Stored entries:

[Start of section]

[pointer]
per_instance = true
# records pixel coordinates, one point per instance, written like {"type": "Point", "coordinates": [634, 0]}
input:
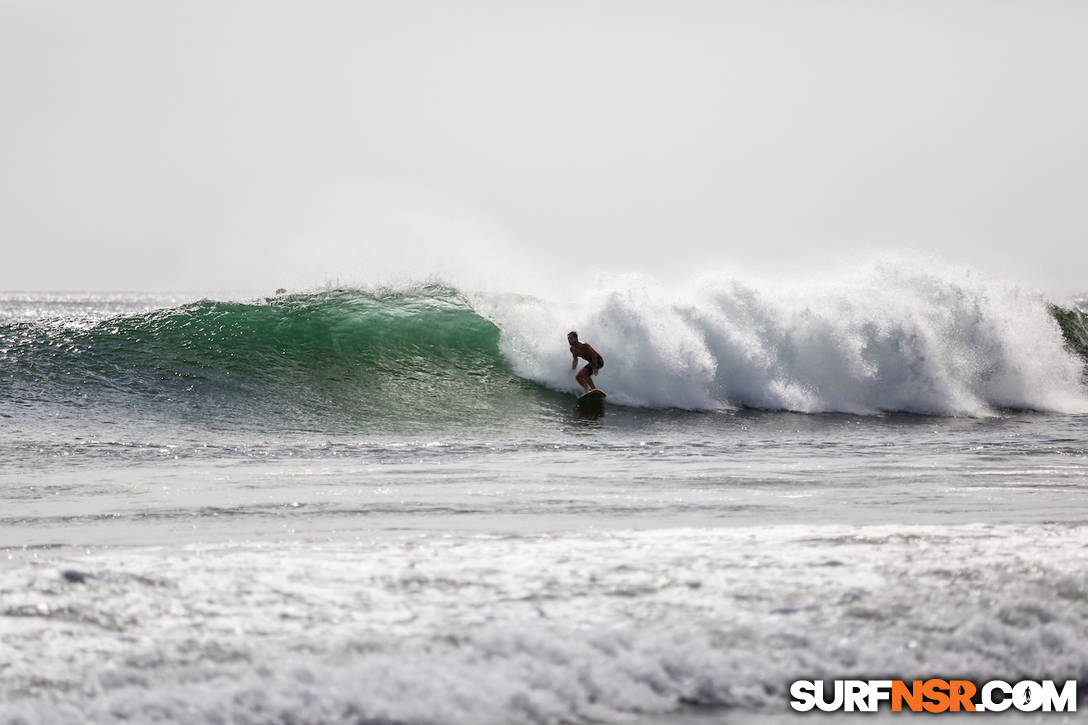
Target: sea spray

[End of section]

> _Exercise goal_
Repeat the entries exactly, without pictures.

> _Output of the exercise_
[pointer]
per_instance = true
# records pixel coordinates, one point per instance, written like {"type": "Point", "coordinates": [634, 0]}
input:
Target: sea spray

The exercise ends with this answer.